> Document text:
General Omar Bundy stood out of San Francisco Bay 10 March 1945 with 2,700 sailors and marines bound for the Southwest Pacific, and after delivering them to Pearl Harbor, Ulithi, and Guam, returned to San Diego 11 May with over 1,700 homeward-bound troops after debarking 200 Japanese POW's at Pearl Harbor on 3 May. Six days later she sailed for the Atlantic via the Panama Canal and put in at Norfolk, 31 May. Underway again on 9 June, she touched Marseille to embark 2,800 troops for redeployment to the Pacific theater and brought them safely to Manila on 6 August 1945 via Panama. She brought nearly 500 officers and men from Manila to Tacloban, Leyte, Philippine Islands, and after embarking 1,500 veterans there, sailed via Ulithi and Guam to off-load her passengers at Seattle, Washington, on 4 September. Continuing her Magic Carpet duties, General Omar Bundy transported 3,000 replacement troops from Seattle to Okinawa in late September and October, returning to Portland, Oregon, on 2 November 1945 with nearly 3,000 victorious soldiers. The ship returned to the Philippines in November to embark 3,300 returning veterans, and brought them home to San Francisco on 19 December 1945.

> Data shown:
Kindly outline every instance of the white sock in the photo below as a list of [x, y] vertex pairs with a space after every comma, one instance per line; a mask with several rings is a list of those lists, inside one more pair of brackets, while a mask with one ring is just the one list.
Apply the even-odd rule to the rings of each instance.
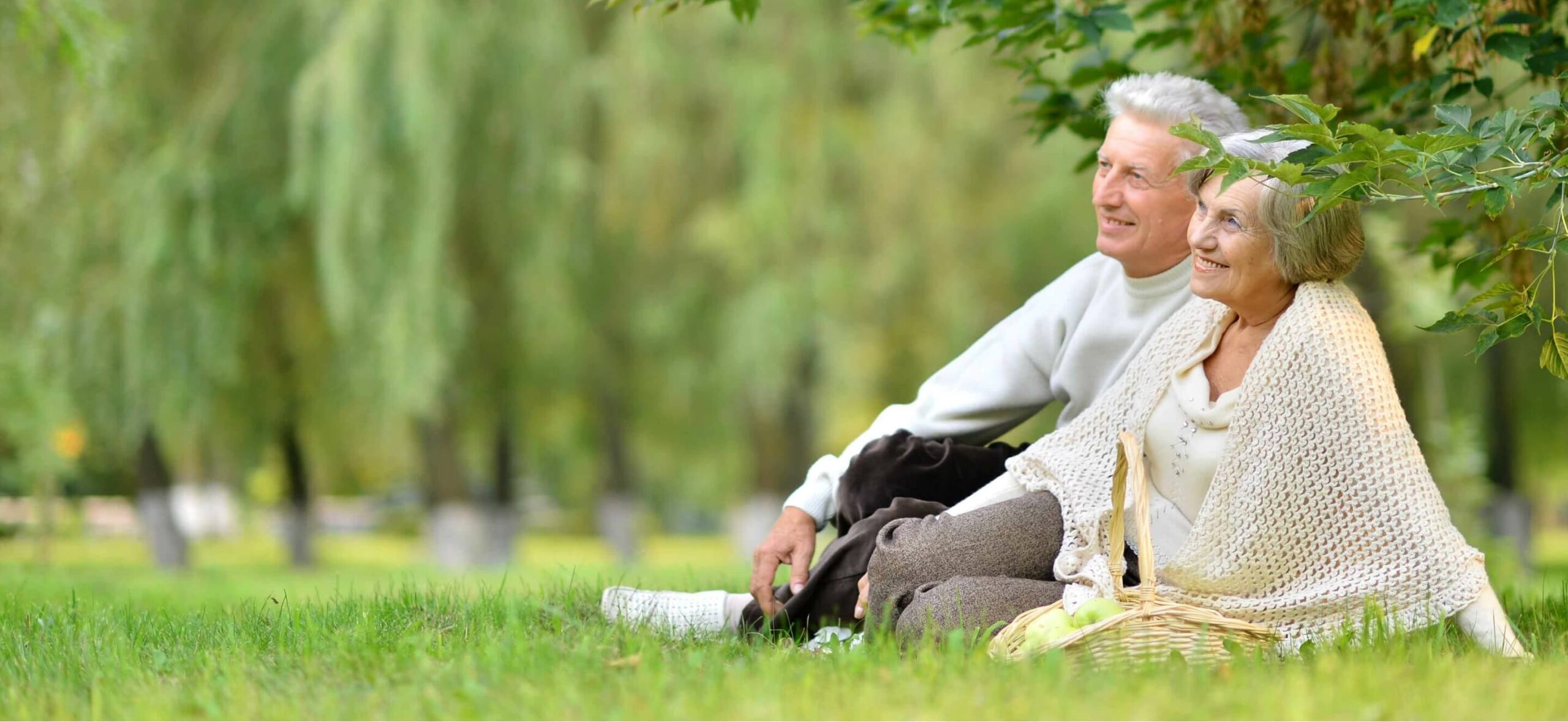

> Exercise tasks:
(a) Condense the paragraph beginning "General Omar Bundy stood out of San Francisco Bay" in the ship history above into a dated list, keeping its main facts.
(b) Continue the account of General Omar Bundy's 1945 voyages from its last sentence.

> Results by task:
(a)
- 10 March 1945: Left San Francisco Bay with 2,700 sailors and marines bound for the Southwest Pacific, delivering them to Pearl Harbor, Ulithi, and Guam.
- 3 May: Debarked 200 Japanese POWs at Pearl Harbor.
- 11 May: Reached San Diego with over 1,700 homeward-bound troops.
- Six days later: Sailed for the Atlantic via the Panama Canal, arriving at Norfolk on 31 May.
- 9 June: Got underway and embarked 2,800 troops at Marseille for redeployment to the Pacific.
- 6 August 1945: Landed those troops at Manila, having sailed via Panama.
- Carried nearly 500 officers and men from Manila to Tacloban, Leyte, then embarked 1,500 veterans there.
- 4 September: Off-loaded those veterans at Seattle after sailing via Ulithi and Guam.
- Late September and October: On Magic Carpet duty, carried 3,000 replacement troops from Seattle to Okinawa.
- 2 November 1945: Returned to Portland, Oregon, with nearly 3,000 soldiers.
- November: Embarked 3,300 veterans in the Philippines.
- 19 December 1945: Brought those veterans home to San Francisco.

(b)
In 1946 General Omar Bundy continued her "Magic-Carpet" and troop rotation duties, homeported at San Francisco and calling at Japan and Manila in February and at the Philippines again in April, returning to San Francisco after this last round-trip voyage and sailed from that port 17 May 1946 bound for New York via the Panama Canal. She was decommissioned 14 June 1946 and was delivered to the Maritime Commission the next day. General Omar Bundy was struck from the Navy list on 8 October 1946.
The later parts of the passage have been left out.